:: Texto extraído ::

* * *

Hacia un nuevo paradigma de la empresa (II): las entidades de la Economía Social

Hace algo más de un año se explicaban en este blog los efectos de la financiarización de la economía sobre los comportamientos empresariales o corporativos, como el posible sesgo cortoplacista bursátil o el escaso interés en inversiones de largo plazo de las empresas cotizadas –por ejemplo, en I+D+i–. Se planteaba la necesidad de encontrar un nuevo paradigma de la empresa, en el sentido de que la búsqueda de rentabilidad redundase en beneficio de sus empleados, sus clientes-contribuyentes o la sociedad en general.

Esta entrada trata de determinar en qué medida las entidades de la Economía Social responden a ese nuevo paradigma, para lo cual resulta necesario conocer qué se entiende por Economía Social y cuáles son las entidades más representativas.

La Ley española sobre Economía Social la define como el conjunto de actividades económicas y empresariales que, en el ámbito privado, llevan a cabo aquellas entidades que persiguen el interés general económico o social, o ambos, de conformidad con los siguientes principios:

Este concepto abarca diferentes realidades empresariales, fundamentalmente cooperativas, sociedades laborales, mutualidades, empresas de inserción o centros especiales de empleo. Todas ellas comparten el rasgo esencial de que, con su actividad, buscan objetivos tanto económicos como sociales, promoviendo la solidaridad. Este tipo de entidades están presentes en todos los sectores de actividad (cooperativas agrícolas, cofradías de pescadores, grandes industrias, cooperativas de consumo, de crédito, de educación…) y tienen tamaños muy diversos; además, se les atribuye una especial vocación para la generación y el mantenimiento del empleo, así como para el fomento del emprendimiento entre los jóvenes y los colectivos más vulnerables.

* * *

:: Objetivo A ::
En el texto sobre la Economía Social, ¿qué rasgo esencial comparten todas las entidades que abarca ese concepto?
:: Objetivo B ::
Reescribe el pasaje del texto sobre la Economía Social que comienza en "Hace algo más" y acaba en "sociedad en general.", poniendo "medio plazo" en lugar de "largo plazo".

Registros de una recopilación de datos

* * *

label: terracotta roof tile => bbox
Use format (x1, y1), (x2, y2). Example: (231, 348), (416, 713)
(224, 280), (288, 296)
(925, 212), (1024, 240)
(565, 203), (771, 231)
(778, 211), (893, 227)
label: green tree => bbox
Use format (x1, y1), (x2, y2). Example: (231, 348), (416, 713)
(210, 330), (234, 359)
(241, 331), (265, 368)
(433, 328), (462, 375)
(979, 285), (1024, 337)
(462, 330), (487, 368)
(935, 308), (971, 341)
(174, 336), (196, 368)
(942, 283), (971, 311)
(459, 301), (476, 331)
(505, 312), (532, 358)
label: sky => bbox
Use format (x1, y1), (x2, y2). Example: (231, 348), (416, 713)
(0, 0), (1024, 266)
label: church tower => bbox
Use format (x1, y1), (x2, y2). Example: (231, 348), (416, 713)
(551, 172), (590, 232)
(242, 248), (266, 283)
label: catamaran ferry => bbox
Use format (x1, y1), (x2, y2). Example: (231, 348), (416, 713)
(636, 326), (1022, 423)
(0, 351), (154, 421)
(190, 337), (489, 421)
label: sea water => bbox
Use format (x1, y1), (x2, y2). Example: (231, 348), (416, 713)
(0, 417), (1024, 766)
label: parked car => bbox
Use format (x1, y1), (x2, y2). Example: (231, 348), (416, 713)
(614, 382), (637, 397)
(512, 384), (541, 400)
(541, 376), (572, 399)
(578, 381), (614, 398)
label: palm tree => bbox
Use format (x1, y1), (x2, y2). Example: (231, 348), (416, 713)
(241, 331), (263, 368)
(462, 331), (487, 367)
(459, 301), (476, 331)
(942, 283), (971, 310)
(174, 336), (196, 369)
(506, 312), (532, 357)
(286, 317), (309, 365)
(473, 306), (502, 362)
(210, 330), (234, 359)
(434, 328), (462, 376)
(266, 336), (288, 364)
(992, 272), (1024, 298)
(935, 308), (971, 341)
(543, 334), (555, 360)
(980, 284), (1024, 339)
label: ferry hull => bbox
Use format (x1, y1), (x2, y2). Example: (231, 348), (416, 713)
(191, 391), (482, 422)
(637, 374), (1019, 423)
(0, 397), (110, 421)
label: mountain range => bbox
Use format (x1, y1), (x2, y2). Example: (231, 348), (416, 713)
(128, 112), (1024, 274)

* * *

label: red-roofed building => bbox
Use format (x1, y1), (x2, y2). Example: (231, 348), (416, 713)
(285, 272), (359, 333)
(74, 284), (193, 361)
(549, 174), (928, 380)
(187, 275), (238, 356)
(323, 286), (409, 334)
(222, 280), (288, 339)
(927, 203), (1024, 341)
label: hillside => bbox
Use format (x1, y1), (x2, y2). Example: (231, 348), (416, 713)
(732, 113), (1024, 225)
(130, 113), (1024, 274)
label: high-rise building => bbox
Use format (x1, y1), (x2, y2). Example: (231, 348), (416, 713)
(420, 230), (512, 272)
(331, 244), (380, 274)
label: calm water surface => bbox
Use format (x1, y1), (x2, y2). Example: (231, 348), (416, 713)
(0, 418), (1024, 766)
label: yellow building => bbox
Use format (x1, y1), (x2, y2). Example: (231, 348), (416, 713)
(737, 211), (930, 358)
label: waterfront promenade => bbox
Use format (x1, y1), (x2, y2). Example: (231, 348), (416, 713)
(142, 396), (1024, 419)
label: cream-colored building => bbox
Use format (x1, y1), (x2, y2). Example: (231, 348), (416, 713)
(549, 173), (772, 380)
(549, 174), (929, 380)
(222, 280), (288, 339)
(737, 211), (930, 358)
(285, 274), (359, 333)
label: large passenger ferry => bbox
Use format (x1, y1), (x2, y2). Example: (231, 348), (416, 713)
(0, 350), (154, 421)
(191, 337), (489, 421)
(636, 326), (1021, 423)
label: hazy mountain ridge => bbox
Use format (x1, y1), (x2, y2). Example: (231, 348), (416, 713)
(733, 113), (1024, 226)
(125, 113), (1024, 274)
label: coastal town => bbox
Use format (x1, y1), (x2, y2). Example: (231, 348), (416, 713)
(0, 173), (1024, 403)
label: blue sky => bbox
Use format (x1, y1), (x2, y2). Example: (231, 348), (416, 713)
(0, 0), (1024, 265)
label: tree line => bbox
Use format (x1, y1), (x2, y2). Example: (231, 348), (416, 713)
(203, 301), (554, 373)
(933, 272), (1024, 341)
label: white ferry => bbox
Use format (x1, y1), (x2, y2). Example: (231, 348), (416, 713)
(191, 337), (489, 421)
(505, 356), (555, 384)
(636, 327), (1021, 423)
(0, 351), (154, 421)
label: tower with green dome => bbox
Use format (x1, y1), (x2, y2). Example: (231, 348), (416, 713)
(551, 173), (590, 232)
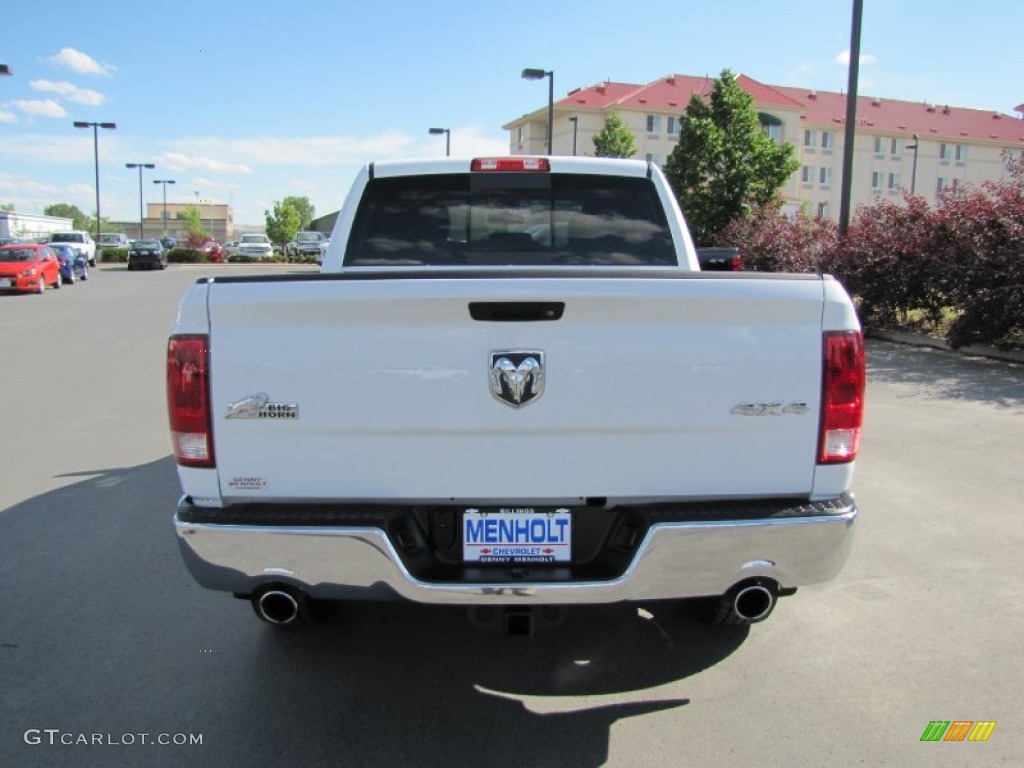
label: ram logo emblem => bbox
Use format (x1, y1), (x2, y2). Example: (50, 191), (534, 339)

* * *

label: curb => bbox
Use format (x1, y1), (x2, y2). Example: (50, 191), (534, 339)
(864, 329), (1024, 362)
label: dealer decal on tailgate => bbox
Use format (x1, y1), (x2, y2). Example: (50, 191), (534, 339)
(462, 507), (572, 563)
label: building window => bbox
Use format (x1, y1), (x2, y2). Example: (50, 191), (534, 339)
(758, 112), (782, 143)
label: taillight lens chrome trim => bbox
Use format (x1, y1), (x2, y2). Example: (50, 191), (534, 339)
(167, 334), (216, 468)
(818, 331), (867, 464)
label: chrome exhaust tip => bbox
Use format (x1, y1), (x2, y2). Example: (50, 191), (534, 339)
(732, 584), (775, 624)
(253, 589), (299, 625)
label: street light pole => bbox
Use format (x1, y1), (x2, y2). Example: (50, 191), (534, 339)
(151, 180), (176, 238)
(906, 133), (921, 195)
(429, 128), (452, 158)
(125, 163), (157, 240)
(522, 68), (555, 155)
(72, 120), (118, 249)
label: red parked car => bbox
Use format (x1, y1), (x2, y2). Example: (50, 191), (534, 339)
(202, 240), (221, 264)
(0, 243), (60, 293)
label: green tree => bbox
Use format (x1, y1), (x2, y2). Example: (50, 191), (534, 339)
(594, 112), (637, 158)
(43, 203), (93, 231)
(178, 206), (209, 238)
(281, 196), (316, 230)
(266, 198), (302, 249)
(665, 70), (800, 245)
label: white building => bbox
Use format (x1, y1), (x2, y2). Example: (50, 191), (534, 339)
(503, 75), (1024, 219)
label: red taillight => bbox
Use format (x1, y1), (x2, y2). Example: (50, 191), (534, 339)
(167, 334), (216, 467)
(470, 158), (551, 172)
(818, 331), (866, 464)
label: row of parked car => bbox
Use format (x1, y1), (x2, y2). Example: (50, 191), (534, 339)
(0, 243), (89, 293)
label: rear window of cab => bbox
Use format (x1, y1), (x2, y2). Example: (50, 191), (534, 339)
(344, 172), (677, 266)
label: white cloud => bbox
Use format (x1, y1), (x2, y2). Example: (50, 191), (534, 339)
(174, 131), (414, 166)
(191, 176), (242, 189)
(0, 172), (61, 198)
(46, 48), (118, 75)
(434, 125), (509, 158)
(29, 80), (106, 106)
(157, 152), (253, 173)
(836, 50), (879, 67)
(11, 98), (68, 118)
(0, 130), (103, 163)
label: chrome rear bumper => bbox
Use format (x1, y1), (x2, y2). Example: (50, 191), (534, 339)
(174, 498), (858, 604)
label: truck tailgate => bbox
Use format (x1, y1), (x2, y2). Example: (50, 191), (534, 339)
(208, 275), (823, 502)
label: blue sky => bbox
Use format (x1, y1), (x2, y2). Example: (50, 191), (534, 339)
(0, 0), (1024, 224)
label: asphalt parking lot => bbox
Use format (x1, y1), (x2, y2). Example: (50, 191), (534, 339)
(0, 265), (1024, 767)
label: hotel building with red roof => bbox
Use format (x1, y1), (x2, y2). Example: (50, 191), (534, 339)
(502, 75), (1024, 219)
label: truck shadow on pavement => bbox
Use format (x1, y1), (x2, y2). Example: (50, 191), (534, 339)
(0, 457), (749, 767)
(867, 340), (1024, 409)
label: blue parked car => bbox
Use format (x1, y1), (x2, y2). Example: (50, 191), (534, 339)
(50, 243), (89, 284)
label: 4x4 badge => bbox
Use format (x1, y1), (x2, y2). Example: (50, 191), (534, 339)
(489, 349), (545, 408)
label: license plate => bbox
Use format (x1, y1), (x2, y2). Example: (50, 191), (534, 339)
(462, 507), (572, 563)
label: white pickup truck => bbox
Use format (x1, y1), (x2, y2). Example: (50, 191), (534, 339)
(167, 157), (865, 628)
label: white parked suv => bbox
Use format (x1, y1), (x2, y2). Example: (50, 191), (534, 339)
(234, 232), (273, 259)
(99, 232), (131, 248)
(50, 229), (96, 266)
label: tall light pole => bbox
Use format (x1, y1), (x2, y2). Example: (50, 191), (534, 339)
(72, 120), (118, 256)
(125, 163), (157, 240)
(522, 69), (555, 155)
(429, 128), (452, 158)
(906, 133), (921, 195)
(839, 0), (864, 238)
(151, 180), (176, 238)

* * *

:: Respuesta redactada A ::
Con su actividad buscan objetivos tanto económicos como sociales, promoviendo la solidaridad.

:: Respuesta redactada B ::
Hace algo más de un año se explicaban en este blog los efectos de la financiarización de la economía sobre los comportamientos empresariales o corporativos, como el posible sesgo cortoplacista bursátil o el escaso interés en inversiones de medio plazo de las empresas cotizadas –por ejemplo, en I+D+i–. Se planteaba la necesidad de encontrar un nuevo paradigma de la empresa, en el sentido de que la búsqueda de rentabilidad redundase en beneficio de sus empleados, sus clientes-contribuyentes o la sociedad en general.